>>>>>
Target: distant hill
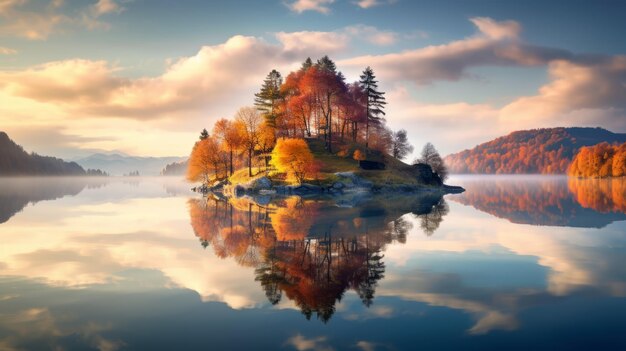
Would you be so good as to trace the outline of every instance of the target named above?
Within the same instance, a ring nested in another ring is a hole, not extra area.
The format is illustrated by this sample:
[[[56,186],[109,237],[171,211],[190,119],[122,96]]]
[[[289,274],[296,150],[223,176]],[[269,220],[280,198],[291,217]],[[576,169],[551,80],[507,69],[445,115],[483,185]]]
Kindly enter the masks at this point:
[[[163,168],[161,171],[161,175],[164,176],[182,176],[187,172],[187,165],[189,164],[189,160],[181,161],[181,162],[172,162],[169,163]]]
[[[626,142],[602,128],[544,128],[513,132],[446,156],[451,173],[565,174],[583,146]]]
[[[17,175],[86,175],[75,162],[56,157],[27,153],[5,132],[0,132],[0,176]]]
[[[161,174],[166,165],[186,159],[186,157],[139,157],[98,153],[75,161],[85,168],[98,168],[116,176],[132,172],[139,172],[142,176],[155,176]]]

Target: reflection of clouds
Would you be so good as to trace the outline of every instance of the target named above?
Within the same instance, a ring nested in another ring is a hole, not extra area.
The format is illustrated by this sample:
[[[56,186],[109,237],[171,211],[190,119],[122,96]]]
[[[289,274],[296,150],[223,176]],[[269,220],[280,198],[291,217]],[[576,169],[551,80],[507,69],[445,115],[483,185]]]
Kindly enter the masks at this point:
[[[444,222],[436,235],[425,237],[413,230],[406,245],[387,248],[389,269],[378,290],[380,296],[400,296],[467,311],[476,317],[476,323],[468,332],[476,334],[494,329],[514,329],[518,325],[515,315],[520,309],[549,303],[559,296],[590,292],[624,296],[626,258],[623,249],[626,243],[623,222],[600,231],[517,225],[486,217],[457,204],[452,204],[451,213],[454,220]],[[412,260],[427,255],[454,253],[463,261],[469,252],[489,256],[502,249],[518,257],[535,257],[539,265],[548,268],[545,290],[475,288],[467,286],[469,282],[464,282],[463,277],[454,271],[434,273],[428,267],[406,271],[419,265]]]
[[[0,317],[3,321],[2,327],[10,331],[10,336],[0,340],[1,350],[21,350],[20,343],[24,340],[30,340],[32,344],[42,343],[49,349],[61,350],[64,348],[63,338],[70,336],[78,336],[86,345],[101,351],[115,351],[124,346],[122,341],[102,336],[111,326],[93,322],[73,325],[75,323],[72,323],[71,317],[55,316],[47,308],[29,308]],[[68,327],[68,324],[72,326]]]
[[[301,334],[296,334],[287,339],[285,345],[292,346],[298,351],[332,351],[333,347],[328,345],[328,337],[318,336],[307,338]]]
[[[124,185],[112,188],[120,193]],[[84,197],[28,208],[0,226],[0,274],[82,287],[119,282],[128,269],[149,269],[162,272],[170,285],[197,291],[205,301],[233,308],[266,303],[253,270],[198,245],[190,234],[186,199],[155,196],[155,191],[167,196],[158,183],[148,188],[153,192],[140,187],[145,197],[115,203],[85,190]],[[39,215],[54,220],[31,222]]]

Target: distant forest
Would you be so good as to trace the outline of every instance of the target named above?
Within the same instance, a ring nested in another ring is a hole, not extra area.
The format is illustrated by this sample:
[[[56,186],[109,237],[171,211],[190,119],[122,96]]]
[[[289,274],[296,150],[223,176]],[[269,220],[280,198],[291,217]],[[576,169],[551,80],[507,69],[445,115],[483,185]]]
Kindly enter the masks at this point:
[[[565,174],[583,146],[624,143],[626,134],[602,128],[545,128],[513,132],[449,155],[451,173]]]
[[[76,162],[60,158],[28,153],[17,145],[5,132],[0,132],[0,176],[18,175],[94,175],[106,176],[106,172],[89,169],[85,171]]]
<<<<<
>>>>>
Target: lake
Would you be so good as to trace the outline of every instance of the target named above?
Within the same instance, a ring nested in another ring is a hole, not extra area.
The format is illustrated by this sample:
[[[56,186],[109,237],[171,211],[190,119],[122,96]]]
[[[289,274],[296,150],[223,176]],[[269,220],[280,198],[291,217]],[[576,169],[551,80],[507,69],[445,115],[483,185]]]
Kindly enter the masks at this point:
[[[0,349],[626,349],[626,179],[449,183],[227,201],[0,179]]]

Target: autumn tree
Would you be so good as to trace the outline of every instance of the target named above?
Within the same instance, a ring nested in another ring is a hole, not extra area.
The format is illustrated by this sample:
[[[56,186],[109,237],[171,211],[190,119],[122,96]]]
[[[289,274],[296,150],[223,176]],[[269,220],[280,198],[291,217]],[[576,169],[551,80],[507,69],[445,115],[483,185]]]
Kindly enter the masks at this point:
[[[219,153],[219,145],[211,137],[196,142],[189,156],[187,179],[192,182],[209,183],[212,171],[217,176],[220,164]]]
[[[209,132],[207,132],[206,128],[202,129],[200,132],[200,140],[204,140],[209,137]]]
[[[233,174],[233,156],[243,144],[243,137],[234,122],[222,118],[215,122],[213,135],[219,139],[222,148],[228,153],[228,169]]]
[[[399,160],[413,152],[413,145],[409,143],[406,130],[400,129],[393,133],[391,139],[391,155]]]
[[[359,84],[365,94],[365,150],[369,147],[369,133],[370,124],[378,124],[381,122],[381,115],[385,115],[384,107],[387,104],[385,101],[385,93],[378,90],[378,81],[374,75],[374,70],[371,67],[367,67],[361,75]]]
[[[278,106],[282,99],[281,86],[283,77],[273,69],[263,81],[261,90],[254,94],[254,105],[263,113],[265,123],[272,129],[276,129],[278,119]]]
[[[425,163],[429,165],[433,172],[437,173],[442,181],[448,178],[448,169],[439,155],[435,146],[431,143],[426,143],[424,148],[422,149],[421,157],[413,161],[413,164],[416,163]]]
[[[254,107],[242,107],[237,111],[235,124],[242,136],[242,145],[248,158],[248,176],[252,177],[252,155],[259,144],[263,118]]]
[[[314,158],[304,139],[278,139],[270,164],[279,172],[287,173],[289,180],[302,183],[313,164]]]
<<<<<
* _Task to complete_
Copy every line in the entries above that has the string "distant" in it.

* _Task result_
Target: distant hill
Target: distant forest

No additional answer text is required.